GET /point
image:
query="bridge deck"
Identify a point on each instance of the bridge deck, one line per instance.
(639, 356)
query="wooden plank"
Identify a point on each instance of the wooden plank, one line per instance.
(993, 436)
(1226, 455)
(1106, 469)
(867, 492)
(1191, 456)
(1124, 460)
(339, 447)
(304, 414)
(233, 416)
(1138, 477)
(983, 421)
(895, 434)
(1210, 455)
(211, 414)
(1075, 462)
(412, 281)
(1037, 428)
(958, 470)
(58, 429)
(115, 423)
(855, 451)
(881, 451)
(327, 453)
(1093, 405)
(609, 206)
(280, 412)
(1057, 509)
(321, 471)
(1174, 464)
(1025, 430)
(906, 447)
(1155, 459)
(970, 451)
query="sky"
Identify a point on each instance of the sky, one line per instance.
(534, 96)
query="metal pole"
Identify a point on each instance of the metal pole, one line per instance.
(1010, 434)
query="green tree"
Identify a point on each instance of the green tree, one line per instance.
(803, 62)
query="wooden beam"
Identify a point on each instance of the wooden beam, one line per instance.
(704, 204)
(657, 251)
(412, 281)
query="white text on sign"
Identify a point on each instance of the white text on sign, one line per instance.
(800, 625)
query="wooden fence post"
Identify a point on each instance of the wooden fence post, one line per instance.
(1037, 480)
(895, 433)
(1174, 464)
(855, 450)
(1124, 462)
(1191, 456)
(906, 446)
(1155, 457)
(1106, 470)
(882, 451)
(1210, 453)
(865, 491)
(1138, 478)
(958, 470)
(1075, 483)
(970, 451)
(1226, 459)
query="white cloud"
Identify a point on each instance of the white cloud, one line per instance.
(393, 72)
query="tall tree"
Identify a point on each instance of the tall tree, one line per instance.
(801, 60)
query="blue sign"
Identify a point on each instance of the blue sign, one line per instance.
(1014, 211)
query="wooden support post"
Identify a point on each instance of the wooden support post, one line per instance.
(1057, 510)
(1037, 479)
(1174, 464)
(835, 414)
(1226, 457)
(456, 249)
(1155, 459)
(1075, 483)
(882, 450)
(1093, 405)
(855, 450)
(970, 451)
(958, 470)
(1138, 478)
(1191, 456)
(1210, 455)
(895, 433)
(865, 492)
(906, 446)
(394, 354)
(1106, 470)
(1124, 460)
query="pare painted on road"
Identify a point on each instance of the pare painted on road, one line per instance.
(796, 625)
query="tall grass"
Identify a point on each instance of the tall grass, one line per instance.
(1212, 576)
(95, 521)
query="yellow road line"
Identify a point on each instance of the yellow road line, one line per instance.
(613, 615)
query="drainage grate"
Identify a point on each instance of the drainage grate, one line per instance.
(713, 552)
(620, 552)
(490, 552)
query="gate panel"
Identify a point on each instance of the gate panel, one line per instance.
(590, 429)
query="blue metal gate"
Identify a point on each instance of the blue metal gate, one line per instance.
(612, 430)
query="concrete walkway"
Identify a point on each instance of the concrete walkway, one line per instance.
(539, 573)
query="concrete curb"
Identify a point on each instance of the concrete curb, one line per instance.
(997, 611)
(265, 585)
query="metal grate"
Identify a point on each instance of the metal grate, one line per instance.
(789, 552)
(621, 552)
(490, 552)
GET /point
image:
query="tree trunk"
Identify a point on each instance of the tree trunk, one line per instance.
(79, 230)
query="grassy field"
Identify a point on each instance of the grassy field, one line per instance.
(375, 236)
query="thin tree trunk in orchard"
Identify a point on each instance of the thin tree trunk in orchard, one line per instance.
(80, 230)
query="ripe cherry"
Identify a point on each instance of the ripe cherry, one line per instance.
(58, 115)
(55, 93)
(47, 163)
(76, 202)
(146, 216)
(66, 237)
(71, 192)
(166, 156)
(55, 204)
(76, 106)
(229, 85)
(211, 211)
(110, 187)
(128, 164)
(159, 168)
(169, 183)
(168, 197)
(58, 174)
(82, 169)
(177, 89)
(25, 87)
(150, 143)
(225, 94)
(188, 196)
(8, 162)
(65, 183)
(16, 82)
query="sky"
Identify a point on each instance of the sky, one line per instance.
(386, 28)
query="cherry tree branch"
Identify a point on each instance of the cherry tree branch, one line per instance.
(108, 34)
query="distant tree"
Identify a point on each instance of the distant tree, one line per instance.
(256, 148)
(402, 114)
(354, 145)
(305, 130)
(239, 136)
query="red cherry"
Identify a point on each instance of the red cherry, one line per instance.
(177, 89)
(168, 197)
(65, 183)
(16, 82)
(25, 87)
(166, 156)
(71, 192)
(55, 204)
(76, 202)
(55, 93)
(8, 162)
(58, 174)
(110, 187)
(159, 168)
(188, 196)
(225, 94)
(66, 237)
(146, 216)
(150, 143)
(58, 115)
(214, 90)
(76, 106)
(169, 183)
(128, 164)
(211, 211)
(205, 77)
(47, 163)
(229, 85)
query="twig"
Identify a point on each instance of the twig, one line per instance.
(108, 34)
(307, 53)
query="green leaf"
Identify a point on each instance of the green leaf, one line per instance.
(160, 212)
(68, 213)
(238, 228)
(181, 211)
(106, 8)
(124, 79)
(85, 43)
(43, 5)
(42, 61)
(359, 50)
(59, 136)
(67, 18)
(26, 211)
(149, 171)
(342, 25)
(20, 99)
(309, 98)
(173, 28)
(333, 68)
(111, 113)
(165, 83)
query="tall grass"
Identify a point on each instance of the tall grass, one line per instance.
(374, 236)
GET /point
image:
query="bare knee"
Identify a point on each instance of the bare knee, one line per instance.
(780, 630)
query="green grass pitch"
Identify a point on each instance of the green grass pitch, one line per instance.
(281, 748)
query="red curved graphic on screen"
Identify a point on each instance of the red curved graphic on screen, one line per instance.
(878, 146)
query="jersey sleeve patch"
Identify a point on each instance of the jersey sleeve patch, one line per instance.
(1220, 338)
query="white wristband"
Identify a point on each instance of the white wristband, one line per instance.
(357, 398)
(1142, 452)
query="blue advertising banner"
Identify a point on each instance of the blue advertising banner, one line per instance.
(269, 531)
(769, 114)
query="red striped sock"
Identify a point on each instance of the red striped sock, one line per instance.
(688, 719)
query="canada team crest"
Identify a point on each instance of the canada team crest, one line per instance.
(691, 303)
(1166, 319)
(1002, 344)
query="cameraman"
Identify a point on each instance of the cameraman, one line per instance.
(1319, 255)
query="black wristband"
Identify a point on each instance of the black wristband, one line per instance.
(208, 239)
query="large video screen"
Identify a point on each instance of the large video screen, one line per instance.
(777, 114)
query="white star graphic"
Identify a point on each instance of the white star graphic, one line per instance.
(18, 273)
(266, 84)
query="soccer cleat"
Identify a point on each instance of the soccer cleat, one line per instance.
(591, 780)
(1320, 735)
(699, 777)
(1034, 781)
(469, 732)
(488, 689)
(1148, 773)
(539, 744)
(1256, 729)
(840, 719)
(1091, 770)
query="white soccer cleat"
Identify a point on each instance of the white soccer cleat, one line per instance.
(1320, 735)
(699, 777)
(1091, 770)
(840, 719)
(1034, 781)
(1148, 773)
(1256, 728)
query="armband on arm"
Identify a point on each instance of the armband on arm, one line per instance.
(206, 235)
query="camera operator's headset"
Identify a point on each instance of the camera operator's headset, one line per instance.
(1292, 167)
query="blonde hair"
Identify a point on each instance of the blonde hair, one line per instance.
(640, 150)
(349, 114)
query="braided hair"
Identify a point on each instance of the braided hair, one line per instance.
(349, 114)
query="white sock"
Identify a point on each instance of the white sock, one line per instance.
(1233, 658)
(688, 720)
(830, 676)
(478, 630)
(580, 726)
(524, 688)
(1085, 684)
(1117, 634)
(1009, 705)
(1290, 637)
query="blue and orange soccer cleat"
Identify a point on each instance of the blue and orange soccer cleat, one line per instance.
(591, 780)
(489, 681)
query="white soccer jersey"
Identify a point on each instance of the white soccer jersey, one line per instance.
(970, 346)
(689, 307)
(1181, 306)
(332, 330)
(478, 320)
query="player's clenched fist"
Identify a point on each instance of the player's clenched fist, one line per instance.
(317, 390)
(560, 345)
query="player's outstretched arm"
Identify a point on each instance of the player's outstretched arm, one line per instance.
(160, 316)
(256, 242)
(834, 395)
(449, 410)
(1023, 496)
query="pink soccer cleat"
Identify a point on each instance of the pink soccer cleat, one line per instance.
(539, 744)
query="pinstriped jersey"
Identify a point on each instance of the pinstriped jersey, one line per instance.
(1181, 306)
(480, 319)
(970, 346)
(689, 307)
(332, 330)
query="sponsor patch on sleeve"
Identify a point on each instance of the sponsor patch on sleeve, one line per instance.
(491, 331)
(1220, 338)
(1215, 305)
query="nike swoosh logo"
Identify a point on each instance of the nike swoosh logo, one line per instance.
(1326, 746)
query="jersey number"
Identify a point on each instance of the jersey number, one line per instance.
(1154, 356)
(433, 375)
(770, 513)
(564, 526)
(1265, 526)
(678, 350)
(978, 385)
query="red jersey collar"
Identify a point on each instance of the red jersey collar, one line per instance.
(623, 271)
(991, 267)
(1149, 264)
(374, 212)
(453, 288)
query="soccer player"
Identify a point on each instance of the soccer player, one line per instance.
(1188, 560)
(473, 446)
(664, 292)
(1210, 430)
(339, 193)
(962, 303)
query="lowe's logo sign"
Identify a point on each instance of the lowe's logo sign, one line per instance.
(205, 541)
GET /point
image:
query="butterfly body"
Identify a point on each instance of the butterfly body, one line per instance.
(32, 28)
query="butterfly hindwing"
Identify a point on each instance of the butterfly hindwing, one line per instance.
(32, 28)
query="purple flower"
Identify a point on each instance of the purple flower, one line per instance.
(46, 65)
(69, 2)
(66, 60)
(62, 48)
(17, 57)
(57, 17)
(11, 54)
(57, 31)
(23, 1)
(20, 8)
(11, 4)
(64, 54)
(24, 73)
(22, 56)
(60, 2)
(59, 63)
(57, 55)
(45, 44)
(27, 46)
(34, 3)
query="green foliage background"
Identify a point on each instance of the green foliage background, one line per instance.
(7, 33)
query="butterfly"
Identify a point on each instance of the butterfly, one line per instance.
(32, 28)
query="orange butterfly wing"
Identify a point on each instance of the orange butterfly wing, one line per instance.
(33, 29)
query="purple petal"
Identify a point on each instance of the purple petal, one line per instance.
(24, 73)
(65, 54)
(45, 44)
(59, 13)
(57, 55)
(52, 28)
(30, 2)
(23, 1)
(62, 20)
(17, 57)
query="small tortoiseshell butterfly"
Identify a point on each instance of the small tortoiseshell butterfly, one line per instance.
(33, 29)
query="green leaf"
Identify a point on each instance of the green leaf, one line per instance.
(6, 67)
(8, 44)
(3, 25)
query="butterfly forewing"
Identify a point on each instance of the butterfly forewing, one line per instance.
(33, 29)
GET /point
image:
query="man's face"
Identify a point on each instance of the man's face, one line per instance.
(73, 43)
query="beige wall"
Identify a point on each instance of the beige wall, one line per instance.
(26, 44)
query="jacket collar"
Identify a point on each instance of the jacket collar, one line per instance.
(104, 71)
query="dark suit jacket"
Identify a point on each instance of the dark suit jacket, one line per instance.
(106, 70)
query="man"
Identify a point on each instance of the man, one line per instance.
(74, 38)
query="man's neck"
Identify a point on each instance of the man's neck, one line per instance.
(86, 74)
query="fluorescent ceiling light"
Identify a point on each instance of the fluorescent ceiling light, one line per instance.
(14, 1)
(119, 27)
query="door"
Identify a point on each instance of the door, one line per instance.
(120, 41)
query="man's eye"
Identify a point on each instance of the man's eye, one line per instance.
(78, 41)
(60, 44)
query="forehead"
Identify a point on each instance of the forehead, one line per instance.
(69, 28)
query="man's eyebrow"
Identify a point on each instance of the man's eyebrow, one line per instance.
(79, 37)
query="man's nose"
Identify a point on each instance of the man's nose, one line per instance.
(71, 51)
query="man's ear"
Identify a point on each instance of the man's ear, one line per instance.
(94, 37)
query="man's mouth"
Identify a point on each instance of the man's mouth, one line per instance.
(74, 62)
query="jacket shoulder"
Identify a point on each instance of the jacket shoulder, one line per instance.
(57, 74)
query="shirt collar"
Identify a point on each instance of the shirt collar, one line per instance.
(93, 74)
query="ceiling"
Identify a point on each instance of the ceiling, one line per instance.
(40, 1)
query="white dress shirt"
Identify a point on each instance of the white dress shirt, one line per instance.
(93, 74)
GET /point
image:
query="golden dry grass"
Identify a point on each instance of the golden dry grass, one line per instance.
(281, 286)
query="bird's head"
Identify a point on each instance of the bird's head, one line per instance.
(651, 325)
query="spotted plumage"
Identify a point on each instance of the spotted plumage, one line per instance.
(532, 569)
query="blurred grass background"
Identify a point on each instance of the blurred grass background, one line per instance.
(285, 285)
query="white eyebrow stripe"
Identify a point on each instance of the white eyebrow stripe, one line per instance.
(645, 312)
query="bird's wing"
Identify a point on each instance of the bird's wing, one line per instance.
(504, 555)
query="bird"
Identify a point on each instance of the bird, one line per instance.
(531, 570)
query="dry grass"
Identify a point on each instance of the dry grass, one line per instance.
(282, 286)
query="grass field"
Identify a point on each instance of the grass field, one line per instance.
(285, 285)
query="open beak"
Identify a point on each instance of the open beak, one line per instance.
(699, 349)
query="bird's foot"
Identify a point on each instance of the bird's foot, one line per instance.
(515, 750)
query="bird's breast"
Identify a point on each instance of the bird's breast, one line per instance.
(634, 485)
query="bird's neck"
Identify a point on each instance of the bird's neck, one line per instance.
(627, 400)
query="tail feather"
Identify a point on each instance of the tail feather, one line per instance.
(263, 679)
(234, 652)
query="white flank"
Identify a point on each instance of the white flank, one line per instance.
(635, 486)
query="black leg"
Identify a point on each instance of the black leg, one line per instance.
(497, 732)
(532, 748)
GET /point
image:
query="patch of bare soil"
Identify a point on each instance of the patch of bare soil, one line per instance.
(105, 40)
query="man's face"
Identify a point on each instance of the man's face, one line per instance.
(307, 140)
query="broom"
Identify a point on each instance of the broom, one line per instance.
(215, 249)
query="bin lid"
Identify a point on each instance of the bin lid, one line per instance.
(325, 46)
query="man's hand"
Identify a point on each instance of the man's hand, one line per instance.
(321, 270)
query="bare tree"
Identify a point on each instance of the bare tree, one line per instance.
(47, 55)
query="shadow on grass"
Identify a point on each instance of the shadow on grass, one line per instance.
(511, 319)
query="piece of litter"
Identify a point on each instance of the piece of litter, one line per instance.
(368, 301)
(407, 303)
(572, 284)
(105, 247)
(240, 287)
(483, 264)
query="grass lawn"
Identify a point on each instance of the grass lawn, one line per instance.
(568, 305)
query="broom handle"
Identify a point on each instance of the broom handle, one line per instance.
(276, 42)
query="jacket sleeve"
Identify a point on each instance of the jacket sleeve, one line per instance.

☆ ☆ ☆ ☆ ☆

## [Directions]
Select every line in the entries above that contains the string "walkway", treating uppercase and lowercase as different.

## [Correct output]
query="concrete walkway"
Identify a point on each instance of the concrete walkway, one line per instance.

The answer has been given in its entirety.